### STORED RECORDS ###

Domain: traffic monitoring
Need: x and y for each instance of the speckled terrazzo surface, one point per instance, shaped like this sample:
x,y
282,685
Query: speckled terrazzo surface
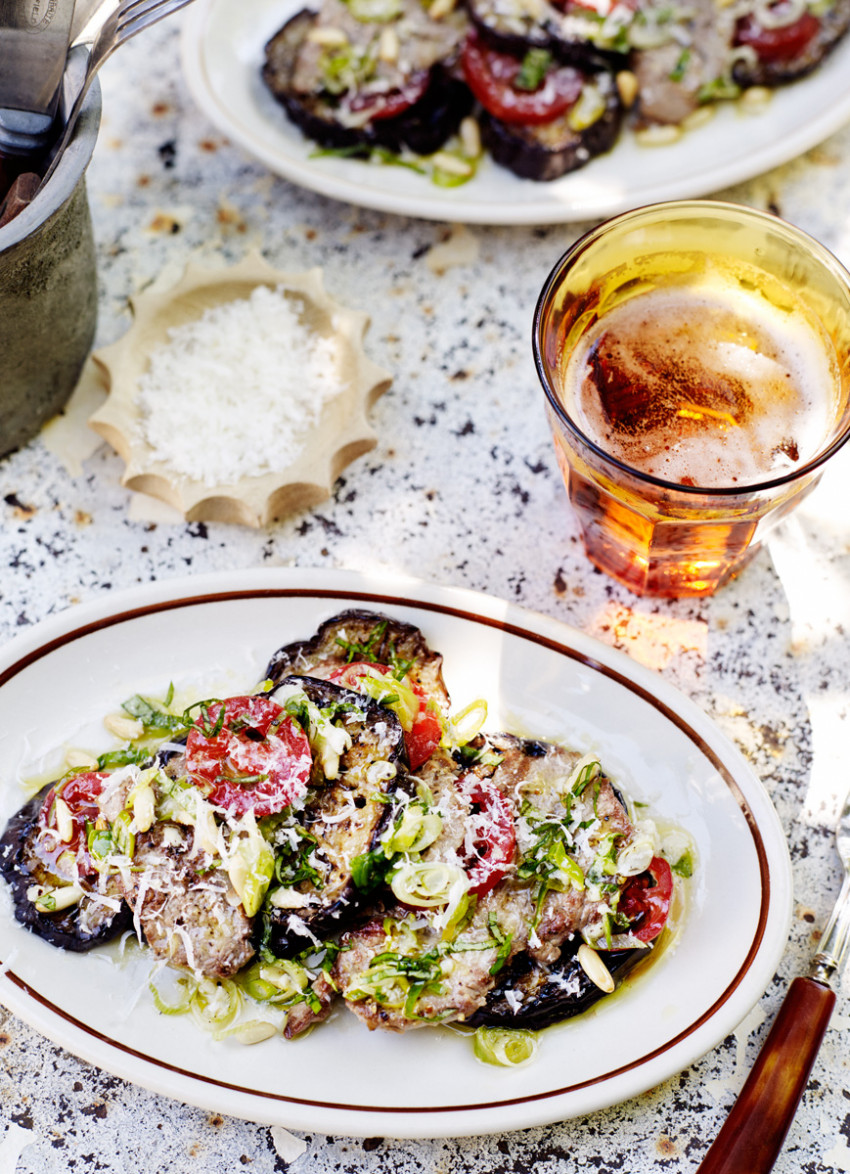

###

* **WHAT IS EXPECTED**
Please convert the entries above into a JSON list of strings with one string per line, skipping blank lines and leaving out the pictures.

* **OUTPUT FOR THIS EXERCISE**
[
  "Domain: traffic monitoring",
  "Need: x and y for each instance of the speckled terrazzo surface, one point per instance, shaped like this sample:",
  "x,y",
  "282,685",
  "Query: speckled terrazzo surface"
]